Text passage ->
-- Opening Marker --
Michael Richards @GlobalBoxing1
I have been sitting back for a while, eagerly anticipating Anthony Joshua’s next opponent, hoping the number one heavyweight in the world (personal opinion) can finally become undisputed king or at the very least, share a ring with someone worthy of challenging him.
With his next opponent now basically confirmed by AJ in that now viral, recorded phone call as Jarrell Miller, I feel it’s now time for me to rant about this ridiculous situation and defend the man who really doesn’t need any defending.
I know people will read this and feel compelled to start informing me about purse splits and percentages of revenue etc. Let’s be honest, we all know Fury, Wilder and Whyte would get career high paydays if they stepped in the ring with Joshua. All this talk of offers not being enough says more about the challengers than it does Joshua.
Let’s start with Deontay Wilder, the man who quoted, “one champion, one face, one name”, but then forgets he walked away from a massive offer to face Joshua, fought Fury and the rest is history. Boxing is full of bravado and brash talk from boxers. That’s what makes the sport what it is.
Unfortunately however, you find that talk is cheap and this is the case with Wilder. He went on to face Tyson Fury, a man with excellent ring craft and impeccable footwork, but not a heavyweight who will inflict serious damage. Reviewing the career of Wilder, the only opponent he has faced who has a half decent power punch was Luis Ortiz- and he is questionably just the right side of forty years of age. He could be part of one of the biggest heavyweight matchups in history, but Joshua is deemed too much of a risk, make no mistake.
Fury himself has spoken about taking nothing less than a 50/50 split to face AJ. Again, it’s another move that will never see the fight made and another avenue that is closed off for Joshua. There is no doubt that a fight between Britain’s two best heavyweights attracts huge commercial and public interest. It is one for the so called ‘casual’ fan and breaks all kinds of box office records in this country. However, what people seem to conveniently forget is the profile built up by Joshua and Matchroom.
-- Closing Marker --
Data to examine ->
-- Opening Marker --
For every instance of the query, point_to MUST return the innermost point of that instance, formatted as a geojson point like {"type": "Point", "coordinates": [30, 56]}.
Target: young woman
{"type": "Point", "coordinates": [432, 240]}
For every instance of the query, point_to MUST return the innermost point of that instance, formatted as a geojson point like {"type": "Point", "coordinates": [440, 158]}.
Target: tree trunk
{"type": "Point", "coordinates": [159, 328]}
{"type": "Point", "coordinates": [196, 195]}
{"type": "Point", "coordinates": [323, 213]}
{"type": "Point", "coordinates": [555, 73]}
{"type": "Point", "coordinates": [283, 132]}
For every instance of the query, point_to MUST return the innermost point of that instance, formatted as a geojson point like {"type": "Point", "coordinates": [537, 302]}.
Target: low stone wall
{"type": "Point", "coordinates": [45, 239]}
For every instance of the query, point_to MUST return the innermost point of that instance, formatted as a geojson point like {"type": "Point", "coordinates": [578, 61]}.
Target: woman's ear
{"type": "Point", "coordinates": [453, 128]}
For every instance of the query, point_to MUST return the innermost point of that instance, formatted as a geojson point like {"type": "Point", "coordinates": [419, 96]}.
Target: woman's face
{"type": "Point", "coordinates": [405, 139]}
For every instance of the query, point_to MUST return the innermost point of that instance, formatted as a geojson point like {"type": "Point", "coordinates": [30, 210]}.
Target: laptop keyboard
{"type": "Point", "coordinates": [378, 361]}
-- Closing Marker --
-- Opening Marker --
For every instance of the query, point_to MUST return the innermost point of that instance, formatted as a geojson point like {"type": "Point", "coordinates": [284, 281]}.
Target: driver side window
-- Closing Marker --
Work to complete ->
a - Answer these questions using the commentary on Anthony Joshua:
(i) Who does the writer say Joshua confirmed as his next opponent in a recorded phone call?
(ii) What words does the writer quote from Deontay Wilder?
(iii) What purse split has Fury said he will accept, at minimum, to face Joshua?
b - Write the next part of the commentary on Anthony Joshua, picking up after its final sentence.
The material comes from a different source than the text.

Answer list ->
a -
(i) Jarrell Miller
(ii) "one champion, one face, one name"
(iii) Nothing less than a 50/50 split

b -
Whether it is believed by the many or the few, AJ is the one who brings the money. He is potentially the face of the sport and the money he earns reflects that. There’s no doubt Fury should be paid vast sums, but is he entitled to the same as Joshua? Common sense says he isn’t.
That brings me on to the final leg of the tripod of potential opponents- Dillian Whyte. I’ve got a soft spot for Whyte. I see him as the most improved heavyweight over the last twelve months and the one man who deserves a shot at a world title. He’s gone about business correctly and took on all comers, patiently waiting for his chance.
That brings us up to last week when he was reportedly offered £5m to face Joshua. Now, call me stupid, but for a heavyweight with no world titles, not world renowned and craving a world title shot, surely that kind of money is more than enough to trade leather with a man holding three of the four belts. Don’t get me wrong, every boxer has their value and rightly so, but a line has to be drawn somewhere.
I’m not going to sit here and make accusations that certain boxers are ducking fights and more specifically, opponents. They are all fighting men, but it’s evident for some the risks outweigh the rewards and others value themselves too highly.
Either way, it means the fights we crave won’t be made. What I will say however, is people find it easier to cast aspersions against our most successful active boxer due to their agenda against a certain Mr Hearn, their love for Tyson Fury or just to feel relevant and controversial.
In a world in which money trumps legacy, lets all hope that common sense and the will to be great wins the day.